Em Copenhaga cozinhou-se um acordo, provavelmente "O" acordo possível entre as duas grandes potências mundiais: a China e os EUA. Depois os EUA consultaram os países que se poderiam opor ao acordo e que tinham peso suficiente para o poder bloquear (África do Sul, Brasil, China e Índia). E depois mostraram-no e impuseram-no aos outros aqueles cuja vontade política de alcançar um acordo os predispunha a aceitar fosse o que fosse e aqueles cuja oposição poderia ser facilmente ignorada (como aconteceu com a oposição manifestada por países como a Venezuela e a Bolívia).

Não se sabe o que os países vão fazer com o Acordo de Copenhaga. Se bem conheço estas negociações, as duas semanas de Bona serão fundamentalmente dedicadas a jogos tácticos precisamente sobre este tema: utiliza-se o Acordo de Copenhaga como uma base para continuar as negociações ou voltamos ao ponto das negociações imediatamente anterior à aprovação do acordo e volta a estar tudo em aberto?

Yvo de Boer (que deixa o cargo de secretário executivo da convenção no dia 1 de Junho, sendo substituído pela costa-riquenha Christiana Figueres) tratou de baixar as expectativas logo em Janeiro, dizendo que agora temos que ir mais devagar, não devendo ser esperado um acordo legalmente vinculativo na próxima reunião de alto nível que decorrerá em Dezembro, no México.

══════════════════════════════

## ENUNCIADO 1
No texto sobre o Acordo de Copenhaga, quem vai substituir Yvo de Boer no cargo de secretário executivo da convenção?
## ENUNCIADO 2
Prossiga o texto sobre o Acordo de Copenhaga a partir da última frase apresentada.

══════════════════════════════

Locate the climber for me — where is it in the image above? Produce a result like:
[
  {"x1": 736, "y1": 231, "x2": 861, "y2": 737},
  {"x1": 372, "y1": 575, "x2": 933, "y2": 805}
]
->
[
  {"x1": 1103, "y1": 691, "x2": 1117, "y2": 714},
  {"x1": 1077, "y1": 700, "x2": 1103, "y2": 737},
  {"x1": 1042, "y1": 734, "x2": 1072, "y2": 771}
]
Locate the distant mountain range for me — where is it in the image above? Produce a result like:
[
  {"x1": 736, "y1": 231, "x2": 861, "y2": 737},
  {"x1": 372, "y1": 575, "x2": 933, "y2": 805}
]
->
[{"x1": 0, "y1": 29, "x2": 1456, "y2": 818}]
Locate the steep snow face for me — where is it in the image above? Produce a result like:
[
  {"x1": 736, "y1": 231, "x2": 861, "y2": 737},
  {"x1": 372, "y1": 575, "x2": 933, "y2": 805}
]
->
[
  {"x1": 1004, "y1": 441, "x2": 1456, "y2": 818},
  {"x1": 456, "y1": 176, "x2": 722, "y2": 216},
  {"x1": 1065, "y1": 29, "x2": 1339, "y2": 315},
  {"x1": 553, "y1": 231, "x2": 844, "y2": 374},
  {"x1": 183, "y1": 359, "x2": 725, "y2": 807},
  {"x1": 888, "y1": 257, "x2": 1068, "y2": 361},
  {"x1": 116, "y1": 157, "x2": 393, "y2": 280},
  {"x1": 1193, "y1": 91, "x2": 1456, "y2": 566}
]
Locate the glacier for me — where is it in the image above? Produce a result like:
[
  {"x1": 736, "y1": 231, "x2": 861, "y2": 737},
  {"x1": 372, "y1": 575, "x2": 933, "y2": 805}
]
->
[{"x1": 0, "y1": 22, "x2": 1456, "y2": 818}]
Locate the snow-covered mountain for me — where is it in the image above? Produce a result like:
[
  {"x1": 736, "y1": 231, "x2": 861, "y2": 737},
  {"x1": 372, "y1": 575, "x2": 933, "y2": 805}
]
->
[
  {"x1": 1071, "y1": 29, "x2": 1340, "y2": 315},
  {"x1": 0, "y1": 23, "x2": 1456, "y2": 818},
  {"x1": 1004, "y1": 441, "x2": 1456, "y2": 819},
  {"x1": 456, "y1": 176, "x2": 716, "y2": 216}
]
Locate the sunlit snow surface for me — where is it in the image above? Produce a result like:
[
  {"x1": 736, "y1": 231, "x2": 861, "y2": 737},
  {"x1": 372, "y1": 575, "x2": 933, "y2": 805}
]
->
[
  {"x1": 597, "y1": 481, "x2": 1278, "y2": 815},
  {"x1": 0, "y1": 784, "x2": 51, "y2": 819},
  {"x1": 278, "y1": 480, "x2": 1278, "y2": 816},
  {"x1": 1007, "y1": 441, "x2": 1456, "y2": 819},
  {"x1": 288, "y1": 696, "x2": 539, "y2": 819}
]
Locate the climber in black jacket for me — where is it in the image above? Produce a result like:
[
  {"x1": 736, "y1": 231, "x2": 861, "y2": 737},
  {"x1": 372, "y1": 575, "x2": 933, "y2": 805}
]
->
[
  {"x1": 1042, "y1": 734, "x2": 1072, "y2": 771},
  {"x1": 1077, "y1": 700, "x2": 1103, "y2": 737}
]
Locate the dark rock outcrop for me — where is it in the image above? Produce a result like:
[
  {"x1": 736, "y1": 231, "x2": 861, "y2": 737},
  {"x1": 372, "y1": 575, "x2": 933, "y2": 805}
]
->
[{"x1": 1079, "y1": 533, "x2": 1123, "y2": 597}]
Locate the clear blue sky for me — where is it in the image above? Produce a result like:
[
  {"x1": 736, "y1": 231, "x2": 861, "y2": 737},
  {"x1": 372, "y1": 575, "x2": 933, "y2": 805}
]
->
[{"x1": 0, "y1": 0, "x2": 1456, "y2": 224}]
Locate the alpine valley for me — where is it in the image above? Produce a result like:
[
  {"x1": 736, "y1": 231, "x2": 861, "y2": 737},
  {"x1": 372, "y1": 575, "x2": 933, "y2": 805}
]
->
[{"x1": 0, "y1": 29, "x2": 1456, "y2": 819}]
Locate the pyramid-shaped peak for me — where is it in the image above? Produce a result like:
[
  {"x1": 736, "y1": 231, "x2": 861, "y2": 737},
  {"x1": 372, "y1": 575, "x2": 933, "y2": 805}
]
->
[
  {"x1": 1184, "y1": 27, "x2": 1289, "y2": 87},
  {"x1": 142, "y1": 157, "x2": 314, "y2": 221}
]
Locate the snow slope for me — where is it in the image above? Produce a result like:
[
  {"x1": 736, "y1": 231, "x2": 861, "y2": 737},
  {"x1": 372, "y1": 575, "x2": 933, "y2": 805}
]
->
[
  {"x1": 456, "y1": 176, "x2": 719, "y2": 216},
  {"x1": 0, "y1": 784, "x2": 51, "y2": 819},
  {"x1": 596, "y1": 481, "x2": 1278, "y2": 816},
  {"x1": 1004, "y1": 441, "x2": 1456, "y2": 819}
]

══════════════════════════════

## RESPOSTA AO EXERCÍCIO 1
A costa-riquenha Christiana Figueres.

## RESPOSTA AO EXERCÍCIO 2
Yvo de Boer deixa assim mais uma marca forte num processo cujos maiores fracassos se podem facilmente associar ao seu nome. A reunião da Convenção em 2000, quando a Holanda presidia à Conferência das Partes e Yvo de Boer era chefe da equipa que assessorava o Ministro do Ambiente Holandês, presidente da COP e responsável pela condução das negociações, foi a única, em toda a história da Convenção de Clima que resultou num fracasso, na ausência de um acordo final. Em Copenhaga, enquanto Yvo de Boer encabeçava o Secretariado da Convenção, o resultado foi pouco melhor que em 2000. Coincidência?

A verdade é que como em qualquer outra questão, o destino do mundo está nas mãos de pessoas, de homens e mulheres com certas características de personalidade, com defeitos e com virtudes, que são bons técnicos ou nem tanto assim, que são bons políticos ou nem tanto assim. Em Copenhaga ter-se-ão conjugado um conjunto de pessoas que acabaram por, no seu conjunto, contribuir negativamente, em virtude das suas características pessoais, para o resultado que se esperava alcançar.

Longe de mim querer personalizar em Yvo de Boer esta tese e muito menos atribuir-lhe as responsabilidades pelo fracasso de Haia ou de Copenhaga. Negociações desta natureza são demasiado complexas para que uma só pessoa tenha a influência suficiente para ditar o fracasso ou o sucesso. Nem ao presidente americano se lhe poderá atribuir tal responsabilidade. Até porque ele só fez o que fez, porque quando chegou a Copenhaga foi confrontado com uma mão cheia de nada.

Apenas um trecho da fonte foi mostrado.